** START Extract provided **

The land cover class can be considered as an indicator variable for the agricultural pressure (agricultural land will more likely have received direct input of PCBs at some point in the past) or for the soil properties (soils with high organic matter content can accumulate PCB concentrations). There are three different observed classes of land use at the 105 data locations: cultivated crops (at 73 locations), grasslands (22 locations), and forests (10 locations). We consider different expectations for each land use in the geostatistical model. Figure 3e shows the observed land use at the 105 data locations. Again, if selected as a covariate for explaining the PCB data, we consider the additional “model selection for mapping” step, using the spatially exhaustive land-use data from the CLC 2000 database (Heymann et al., 1994), shown in Fig. 3f.

Population Density

The population density is a potential explanatory variable for the spatial variation of the PCB data, since it provides an indicator of the domestic use of fossil fuels, and hence of potential PCB sources. We extracted information on population density from the French national census (1999). The population density can be defined at different spatial scales (i.e., average of the population densities, per km2, over all pixels within a radius of k km of each location). We compared several values of k in this definition to give the population density covariate; we computed the optimized likelihood function, Eq. [S5], for each value of k, with results shown in Fig. 4. We chose the value of k = 10 km, which gave the largest optimized likelihood, and therefore consider this as the population density covariate; its spatial distribution is shown in Fig. 3g.

Fig. 4.
Fig. 4.

Optimized log-likelihood with population density and road density as covariates, defined as the average of the population densities (per km2) within a radius of k km.

 

Road Density

The road density also provides an indicator of the domestic use of fossil fuels and potential PCB sources, and in addition may provide an indication of high industrial activity. We obtained information on road density from the road database, ROUTE 500, which covers the entire French territory. As with population density, the road density can be defined at different spatial scales. The scale of k = 7.5 km (i.e., average of the road densities, per km2, for all pixels within a radius of 7.5 km) gave the largest maximized likelihood (see Fig. 4), and we therefore consider this as the road density covariate; its spatial distribution is shown in Fig. 3h.


Results

Model Comparison for Explaining PCB-187 Variability

We used the MCML method to compute the AIC for the 32 possible candidate models (i.e., with or without each of the five covariates included). In each case, we compared the Gaussian and exponential covariance functions (both with a nugget effect included), and the Gaussian plus nugget covariance function always gave the greater optimized log-likelihood. The AIC for the best five fixed effects models—and also for the constant mean model—are shown as AIC1 in Table 2. We considered the exponential and Gaussian covariance models in particular, because they have contrasting smoothness over short separation distances (see, e.g., Webster and Oliver, 2007). In some further analysis (not presented), we also considered the Matérn model (Matérn,1960), which includes the Gaussian and exponential models as special cases. We fitted parameters for the Matérn model with the six fixed effects models in Table 2; in each case, the parameters approached those representing a Gaussian model, and therefore we can be confident that the choice of this model was appropriate.


View Full Table | Close Full ViewTable 2.

** END Extract provided **
** START Excerpted records **

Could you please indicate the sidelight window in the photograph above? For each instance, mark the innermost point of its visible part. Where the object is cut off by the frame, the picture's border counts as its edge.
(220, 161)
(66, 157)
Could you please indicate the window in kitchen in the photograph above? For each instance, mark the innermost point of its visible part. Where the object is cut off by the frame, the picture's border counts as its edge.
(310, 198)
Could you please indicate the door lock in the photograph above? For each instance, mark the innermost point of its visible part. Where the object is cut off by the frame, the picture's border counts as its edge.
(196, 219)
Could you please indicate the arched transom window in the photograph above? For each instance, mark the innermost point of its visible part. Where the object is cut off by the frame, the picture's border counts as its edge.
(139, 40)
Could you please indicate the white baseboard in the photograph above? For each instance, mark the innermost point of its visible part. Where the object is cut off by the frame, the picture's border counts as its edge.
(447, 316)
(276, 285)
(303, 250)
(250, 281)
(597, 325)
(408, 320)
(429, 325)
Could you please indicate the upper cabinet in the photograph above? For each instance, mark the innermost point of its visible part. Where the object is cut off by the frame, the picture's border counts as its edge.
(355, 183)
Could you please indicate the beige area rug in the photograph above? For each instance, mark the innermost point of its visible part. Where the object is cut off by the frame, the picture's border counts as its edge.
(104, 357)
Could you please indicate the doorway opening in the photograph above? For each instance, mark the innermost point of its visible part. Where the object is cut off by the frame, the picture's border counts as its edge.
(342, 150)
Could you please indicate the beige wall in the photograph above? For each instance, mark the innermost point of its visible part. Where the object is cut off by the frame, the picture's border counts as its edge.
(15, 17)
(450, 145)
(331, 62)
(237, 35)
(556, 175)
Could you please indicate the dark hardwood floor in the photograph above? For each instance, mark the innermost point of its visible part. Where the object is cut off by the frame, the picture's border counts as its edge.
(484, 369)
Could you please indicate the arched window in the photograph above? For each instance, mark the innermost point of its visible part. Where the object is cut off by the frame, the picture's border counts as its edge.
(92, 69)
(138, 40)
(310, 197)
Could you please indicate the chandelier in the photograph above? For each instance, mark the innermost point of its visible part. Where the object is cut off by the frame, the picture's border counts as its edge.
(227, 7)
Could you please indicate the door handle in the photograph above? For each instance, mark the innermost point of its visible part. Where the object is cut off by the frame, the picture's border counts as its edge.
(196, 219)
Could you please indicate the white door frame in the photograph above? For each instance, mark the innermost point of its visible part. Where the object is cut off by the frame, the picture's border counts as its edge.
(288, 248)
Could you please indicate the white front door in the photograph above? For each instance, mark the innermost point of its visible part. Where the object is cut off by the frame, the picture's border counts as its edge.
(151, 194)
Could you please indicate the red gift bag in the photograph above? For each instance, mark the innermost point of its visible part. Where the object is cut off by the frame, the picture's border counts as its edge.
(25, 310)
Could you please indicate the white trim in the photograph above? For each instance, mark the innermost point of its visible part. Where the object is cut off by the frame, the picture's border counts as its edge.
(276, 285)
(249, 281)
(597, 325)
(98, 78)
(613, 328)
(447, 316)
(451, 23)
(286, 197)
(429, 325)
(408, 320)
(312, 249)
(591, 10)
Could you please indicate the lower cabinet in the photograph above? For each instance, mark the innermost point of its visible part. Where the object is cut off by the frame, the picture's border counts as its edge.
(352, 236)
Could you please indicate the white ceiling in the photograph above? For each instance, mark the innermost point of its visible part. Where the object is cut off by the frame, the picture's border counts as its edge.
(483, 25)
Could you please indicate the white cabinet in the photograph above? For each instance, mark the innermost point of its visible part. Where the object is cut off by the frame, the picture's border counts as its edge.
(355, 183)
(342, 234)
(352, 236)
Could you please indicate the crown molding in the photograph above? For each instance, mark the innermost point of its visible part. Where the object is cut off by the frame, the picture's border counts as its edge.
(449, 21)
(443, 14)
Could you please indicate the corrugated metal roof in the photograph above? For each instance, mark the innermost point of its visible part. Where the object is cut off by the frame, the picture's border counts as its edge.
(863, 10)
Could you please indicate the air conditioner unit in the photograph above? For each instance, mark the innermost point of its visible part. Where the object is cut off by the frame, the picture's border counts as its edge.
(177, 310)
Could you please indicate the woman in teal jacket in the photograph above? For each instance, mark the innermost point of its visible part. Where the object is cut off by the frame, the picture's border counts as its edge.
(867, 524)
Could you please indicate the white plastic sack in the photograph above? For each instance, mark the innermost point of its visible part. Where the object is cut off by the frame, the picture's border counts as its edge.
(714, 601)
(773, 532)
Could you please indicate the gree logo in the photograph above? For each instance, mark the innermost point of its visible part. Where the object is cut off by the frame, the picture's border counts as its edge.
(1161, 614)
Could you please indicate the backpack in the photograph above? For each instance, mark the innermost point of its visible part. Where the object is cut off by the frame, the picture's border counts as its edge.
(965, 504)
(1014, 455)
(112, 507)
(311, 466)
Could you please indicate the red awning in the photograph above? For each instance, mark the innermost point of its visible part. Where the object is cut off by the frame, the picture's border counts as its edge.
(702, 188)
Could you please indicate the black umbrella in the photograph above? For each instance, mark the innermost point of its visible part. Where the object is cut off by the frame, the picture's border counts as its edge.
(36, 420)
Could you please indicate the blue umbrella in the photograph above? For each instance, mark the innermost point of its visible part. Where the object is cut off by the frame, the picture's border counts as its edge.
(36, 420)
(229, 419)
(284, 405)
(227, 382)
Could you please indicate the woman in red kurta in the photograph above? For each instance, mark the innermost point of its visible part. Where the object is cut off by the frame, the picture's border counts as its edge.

** END Excerpted records **

__Set of tasks__.
A) According to the PCB mapping text, why was a radius of k = 10 km chosen to define the population density covariate?
B) Reproduce the passage of the PCB mapping text between "Optimized log-likelihood with" and "in Fig. 3h.", inclusive.

__The replies__.
A) Several values of k were compared by computing the optimized likelihood function for each. The value k = 10 km gave the largest optimized likelihood, so it was adopted as the scale for the population density covariate.

B)
Optimized log-likelihood with population density and road density as covariates, defined as the average of the population densities (per km2) within a radius of k km.

 

Road Density

The road density also provides an indicator of the domestic use of fossil fuels and potential PCB sources, and in addition may provide an indication of high industrial activity. We obtained information on road density from the road database, ROUTE 500, which covers the entire French territory. As with population density, the road density can be defined at different spatial scales. The scale of k = 7.5 km (i.e., average of the road densities, per km2, for all pixels within a radius of 7.5 km) gave the largest maximized likelihood (see Fig. 4), and we therefore consider this as the road density covariate; its spatial distribution is shown in Fig. 3h.